▶ **Problem**:
Edit the rows from the start through the line containing "(1000, 627)" (that line included), replacing "indicate" with "mark" and leaving everything else unchanged.

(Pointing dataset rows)
↓↓↓

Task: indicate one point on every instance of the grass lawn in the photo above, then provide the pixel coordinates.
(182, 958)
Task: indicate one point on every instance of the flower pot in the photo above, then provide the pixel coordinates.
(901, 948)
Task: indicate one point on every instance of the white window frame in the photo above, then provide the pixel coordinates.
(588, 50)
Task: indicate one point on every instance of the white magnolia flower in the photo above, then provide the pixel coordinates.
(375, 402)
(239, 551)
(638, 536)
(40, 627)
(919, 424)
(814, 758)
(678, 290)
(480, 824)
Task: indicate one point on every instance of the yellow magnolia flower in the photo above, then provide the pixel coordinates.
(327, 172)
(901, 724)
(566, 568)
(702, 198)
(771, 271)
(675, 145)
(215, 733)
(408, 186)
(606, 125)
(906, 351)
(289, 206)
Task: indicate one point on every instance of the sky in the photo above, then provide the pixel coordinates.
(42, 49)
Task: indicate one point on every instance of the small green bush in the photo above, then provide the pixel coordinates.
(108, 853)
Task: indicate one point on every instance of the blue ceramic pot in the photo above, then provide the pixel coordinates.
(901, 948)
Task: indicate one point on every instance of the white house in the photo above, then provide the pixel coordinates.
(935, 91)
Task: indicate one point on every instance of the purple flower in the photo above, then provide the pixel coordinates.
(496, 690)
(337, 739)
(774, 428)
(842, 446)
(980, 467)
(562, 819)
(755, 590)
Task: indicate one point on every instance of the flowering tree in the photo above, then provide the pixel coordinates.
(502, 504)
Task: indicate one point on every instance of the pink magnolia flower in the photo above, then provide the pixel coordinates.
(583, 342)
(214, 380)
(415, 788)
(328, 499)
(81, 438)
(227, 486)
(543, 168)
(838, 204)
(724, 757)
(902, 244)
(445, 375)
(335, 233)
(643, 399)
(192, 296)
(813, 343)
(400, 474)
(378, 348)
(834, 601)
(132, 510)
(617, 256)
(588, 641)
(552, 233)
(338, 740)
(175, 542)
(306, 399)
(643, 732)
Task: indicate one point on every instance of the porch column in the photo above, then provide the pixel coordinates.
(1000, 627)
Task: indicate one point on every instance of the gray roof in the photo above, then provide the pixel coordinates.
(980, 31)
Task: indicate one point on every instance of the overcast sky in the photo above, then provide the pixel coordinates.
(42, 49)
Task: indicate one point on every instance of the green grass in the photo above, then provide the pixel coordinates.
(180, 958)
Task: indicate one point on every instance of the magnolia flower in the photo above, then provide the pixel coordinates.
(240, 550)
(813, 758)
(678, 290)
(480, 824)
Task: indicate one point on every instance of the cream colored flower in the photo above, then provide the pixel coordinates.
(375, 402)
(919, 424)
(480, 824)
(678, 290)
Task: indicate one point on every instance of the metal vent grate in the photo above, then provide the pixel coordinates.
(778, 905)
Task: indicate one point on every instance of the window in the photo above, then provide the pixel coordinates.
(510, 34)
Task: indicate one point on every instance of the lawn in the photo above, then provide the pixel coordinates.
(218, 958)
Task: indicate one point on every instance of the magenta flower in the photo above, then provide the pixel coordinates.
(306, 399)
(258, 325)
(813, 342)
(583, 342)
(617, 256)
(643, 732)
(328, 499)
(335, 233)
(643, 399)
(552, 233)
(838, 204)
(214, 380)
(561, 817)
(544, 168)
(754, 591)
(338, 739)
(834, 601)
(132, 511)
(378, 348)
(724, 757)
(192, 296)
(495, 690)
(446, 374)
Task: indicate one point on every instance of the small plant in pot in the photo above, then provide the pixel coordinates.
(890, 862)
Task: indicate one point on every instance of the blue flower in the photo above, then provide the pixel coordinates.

↑↑↑

▶ **Exercise output**:
Task: mark one point on every instance of the grass lawn in the photo above, then provide the pixel coordinates.
(182, 958)
Task: mark one point on every instance of the flower pot in the photo above, then provide the pixel coordinates.
(901, 948)
Task: mark one point on every instance of the white window frame in the photo above, then provide the pixel coordinates.
(588, 50)
Task: mark one point on every instance of the white magnolia flower in the photo above, then provide the pixel coordinates.
(375, 402)
(239, 551)
(638, 536)
(40, 627)
(919, 424)
(814, 758)
(678, 290)
(480, 824)
Task: mark one point on every instance of the yellow magnolia flower in the photo above, then provide the pixel coordinates.
(327, 172)
(901, 724)
(566, 568)
(702, 198)
(771, 271)
(675, 145)
(215, 733)
(408, 186)
(606, 125)
(906, 351)
(289, 206)
Task: mark one point on every instance of the sky in the photo above, then provide the pixel coordinates.
(42, 49)
Task: mark one point on every instance of the small green bush in the photo above, then provide the pixel coordinates.
(108, 853)
Task: mark one point on every instance of the blue ceramic pot in the photo above, then provide the pixel coordinates.
(901, 948)
Task: mark one point on every instance of the white house in the photo above, then provide the pixel coordinates.
(935, 91)
Task: mark one point on every instance of the purple flower in the photo above, then provide the pixel coordinates.
(496, 690)
(337, 739)
(774, 428)
(842, 446)
(980, 467)
(562, 819)
(755, 590)
Task: mark one point on every instance of the flowering tree in the photo above, then provide the pixel coordinates.
(502, 504)
Task: mark one point on every instance of the pink magnolia flower in the photo above, then provide the pixel coordinates.
(583, 342)
(214, 380)
(415, 788)
(328, 499)
(81, 438)
(227, 486)
(543, 168)
(838, 204)
(724, 757)
(902, 244)
(445, 375)
(335, 233)
(643, 399)
(192, 296)
(813, 343)
(400, 474)
(378, 348)
(834, 601)
(132, 510)
(617, 256)
(588, 641)
(552, 233)
(338, 740)
(175, 542)
(306, 399)
(643, 732)
Task: mark one point on every instance of the porch column in the photo above, then provide the pixel coordinates.
(1000, 627)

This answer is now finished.